[Saved entries]
•••

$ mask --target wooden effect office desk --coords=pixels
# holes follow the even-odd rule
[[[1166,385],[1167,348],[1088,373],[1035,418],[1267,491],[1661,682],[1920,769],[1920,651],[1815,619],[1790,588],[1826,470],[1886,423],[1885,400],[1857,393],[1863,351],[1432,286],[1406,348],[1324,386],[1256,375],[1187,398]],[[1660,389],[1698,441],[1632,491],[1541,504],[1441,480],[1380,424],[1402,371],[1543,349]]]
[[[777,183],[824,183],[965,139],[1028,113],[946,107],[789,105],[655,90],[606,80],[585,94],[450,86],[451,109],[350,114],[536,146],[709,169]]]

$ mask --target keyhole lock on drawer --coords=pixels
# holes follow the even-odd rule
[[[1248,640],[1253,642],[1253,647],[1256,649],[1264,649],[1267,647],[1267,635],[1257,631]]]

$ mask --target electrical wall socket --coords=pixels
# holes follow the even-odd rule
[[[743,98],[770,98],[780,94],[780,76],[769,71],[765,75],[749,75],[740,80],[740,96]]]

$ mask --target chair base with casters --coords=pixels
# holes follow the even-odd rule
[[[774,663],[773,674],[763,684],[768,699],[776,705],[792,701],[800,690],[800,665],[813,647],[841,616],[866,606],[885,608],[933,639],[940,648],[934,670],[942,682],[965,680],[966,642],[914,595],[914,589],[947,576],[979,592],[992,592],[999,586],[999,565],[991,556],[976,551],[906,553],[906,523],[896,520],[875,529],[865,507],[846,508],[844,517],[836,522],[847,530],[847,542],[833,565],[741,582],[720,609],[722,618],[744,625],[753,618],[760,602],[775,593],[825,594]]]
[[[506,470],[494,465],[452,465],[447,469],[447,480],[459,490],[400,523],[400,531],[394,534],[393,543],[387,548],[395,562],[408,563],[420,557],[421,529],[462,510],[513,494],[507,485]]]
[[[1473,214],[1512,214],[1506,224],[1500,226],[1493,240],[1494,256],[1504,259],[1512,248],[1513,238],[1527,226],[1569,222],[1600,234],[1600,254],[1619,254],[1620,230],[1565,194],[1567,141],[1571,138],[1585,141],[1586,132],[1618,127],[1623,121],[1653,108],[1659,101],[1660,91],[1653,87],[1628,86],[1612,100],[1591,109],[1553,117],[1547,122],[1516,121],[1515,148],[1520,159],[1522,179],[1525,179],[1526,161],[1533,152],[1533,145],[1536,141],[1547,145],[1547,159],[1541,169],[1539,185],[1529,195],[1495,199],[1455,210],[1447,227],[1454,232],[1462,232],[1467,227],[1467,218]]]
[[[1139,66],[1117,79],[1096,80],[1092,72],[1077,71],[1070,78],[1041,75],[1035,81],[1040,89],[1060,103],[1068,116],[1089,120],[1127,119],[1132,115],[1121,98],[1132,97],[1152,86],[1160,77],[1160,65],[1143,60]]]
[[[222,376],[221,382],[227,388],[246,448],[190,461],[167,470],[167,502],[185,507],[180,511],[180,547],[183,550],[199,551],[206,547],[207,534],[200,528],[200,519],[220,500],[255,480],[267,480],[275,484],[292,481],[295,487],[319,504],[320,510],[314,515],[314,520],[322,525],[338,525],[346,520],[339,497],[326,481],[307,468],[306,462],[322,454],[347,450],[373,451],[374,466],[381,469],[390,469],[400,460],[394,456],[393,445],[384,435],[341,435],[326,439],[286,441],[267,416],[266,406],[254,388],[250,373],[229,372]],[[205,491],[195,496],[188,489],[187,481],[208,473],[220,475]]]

•••

Return a copy of each line in the records above that has "target" in it.

* **Solution to this problem**:
$ mask --target wooden effect office desk --coords=pixels
$ mask --target keyhole lock on drawer --coords=pixels
$ mask --target electrical wall socket --coords=pixels
$ mask --target chair base with casters --coords=pixels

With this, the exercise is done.